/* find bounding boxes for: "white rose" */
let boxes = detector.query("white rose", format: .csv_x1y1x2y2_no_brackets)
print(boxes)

* * *

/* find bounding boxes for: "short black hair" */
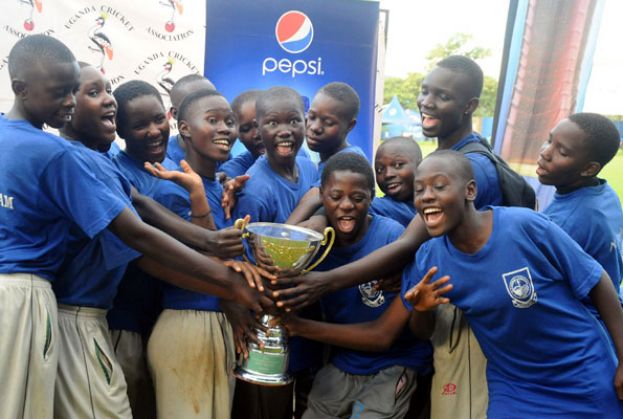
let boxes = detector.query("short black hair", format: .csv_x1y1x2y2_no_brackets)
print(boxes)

What is needed: Return the lines above that include the string "find".

Result:
/* find bounding boxes for: "white rose" */
/* find bounding boxes for: "short black hair" */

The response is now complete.